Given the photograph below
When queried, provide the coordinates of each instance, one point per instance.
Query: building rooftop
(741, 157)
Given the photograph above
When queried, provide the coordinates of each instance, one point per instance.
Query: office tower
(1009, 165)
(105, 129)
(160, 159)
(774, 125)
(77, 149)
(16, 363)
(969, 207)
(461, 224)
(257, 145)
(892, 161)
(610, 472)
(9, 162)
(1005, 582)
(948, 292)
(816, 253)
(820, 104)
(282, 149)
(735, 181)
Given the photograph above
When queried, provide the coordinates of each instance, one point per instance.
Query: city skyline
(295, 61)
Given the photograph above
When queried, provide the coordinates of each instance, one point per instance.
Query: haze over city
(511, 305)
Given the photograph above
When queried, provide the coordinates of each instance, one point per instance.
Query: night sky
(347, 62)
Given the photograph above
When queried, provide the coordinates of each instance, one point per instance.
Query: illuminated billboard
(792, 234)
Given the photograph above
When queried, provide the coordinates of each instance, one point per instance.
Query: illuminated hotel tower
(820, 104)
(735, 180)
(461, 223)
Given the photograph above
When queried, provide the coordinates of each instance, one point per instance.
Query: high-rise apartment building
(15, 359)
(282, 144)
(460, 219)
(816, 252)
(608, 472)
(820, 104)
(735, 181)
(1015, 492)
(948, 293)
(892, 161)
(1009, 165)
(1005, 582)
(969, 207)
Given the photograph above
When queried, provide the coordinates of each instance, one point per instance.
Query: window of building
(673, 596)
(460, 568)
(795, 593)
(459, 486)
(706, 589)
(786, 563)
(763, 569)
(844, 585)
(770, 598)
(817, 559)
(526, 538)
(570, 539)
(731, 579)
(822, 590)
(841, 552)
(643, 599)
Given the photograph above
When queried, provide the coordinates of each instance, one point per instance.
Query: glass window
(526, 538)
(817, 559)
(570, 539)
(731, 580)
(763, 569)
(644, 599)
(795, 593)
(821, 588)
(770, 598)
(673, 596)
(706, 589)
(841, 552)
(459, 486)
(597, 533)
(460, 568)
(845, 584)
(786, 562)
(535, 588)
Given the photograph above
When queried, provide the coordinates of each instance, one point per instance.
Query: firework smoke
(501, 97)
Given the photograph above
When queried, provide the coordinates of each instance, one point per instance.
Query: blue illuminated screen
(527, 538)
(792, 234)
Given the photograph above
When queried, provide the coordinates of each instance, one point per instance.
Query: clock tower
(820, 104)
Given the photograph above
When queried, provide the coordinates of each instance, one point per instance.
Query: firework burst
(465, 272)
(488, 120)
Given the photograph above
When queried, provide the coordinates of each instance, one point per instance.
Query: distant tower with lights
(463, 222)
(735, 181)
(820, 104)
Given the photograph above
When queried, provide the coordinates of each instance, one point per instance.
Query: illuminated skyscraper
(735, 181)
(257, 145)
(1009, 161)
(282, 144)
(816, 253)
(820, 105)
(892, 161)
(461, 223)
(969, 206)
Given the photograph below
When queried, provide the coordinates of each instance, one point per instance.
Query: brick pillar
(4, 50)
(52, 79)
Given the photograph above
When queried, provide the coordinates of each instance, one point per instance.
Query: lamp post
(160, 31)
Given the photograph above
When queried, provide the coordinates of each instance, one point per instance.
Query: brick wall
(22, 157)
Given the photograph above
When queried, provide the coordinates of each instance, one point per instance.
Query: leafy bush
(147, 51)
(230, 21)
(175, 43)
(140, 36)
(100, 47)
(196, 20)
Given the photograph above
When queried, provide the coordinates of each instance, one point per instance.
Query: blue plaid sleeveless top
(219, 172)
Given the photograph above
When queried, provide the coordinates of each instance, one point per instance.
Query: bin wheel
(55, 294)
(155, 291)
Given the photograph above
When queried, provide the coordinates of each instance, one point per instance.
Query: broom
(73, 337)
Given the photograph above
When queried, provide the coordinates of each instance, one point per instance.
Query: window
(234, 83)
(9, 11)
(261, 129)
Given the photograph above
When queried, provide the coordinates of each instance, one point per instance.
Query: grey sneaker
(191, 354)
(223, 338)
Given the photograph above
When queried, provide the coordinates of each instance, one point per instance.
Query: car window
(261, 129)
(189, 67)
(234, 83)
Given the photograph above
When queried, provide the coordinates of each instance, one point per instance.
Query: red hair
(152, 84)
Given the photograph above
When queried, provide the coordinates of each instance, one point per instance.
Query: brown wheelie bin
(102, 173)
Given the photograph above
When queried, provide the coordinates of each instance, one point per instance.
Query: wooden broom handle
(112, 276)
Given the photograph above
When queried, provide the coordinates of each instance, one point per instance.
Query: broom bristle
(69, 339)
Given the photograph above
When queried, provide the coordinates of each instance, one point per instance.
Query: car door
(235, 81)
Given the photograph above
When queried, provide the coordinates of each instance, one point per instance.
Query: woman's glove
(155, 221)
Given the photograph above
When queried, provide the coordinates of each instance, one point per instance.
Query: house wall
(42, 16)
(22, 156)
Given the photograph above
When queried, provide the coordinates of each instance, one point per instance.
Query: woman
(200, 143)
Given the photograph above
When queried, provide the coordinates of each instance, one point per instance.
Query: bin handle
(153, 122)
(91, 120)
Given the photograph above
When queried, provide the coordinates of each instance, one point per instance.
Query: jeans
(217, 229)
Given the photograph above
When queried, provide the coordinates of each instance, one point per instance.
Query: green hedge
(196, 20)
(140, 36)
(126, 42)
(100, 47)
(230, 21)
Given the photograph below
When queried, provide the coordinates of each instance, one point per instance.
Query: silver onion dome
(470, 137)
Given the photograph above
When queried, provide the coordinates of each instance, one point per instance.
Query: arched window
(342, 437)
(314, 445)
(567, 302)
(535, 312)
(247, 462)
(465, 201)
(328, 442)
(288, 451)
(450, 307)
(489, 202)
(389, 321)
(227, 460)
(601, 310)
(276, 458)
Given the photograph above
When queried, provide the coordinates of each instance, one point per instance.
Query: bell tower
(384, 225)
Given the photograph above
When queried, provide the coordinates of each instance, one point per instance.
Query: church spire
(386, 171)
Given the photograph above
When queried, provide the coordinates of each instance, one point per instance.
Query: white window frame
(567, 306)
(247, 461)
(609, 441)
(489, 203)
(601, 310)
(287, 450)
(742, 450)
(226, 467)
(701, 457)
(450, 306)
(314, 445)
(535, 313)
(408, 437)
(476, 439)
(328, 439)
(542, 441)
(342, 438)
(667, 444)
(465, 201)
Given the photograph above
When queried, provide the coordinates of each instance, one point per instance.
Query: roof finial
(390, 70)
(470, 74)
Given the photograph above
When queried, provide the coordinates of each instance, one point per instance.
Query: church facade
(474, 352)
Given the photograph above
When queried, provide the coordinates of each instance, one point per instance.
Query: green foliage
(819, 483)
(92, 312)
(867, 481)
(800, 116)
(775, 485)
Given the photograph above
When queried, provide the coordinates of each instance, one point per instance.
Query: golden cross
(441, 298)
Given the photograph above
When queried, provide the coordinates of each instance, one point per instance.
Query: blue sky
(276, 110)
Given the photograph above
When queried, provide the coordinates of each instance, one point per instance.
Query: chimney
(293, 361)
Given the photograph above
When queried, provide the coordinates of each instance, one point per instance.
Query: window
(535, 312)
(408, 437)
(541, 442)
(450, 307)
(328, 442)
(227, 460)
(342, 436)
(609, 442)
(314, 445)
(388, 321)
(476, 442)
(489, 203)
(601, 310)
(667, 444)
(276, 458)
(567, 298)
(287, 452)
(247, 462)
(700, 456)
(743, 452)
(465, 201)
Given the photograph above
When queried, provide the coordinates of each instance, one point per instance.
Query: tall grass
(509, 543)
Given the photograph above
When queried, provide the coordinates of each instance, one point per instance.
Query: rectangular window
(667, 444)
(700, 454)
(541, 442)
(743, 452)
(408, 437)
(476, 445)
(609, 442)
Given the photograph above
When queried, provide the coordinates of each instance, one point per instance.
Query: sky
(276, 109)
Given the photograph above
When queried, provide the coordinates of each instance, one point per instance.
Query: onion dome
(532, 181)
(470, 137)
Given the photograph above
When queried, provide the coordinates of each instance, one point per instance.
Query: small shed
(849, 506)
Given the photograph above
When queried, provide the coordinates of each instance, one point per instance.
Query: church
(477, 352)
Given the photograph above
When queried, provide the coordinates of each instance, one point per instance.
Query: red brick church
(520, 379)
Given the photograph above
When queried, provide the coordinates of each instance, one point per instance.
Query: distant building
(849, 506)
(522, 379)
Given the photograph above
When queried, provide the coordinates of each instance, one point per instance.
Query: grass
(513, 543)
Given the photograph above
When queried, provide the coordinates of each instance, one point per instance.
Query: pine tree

**Description of the task**
Return each line from the items above that contains the string "onion", copied verbatim, one line per row.

**Solved exercise**
Query: silver onion dome
Query: onion dome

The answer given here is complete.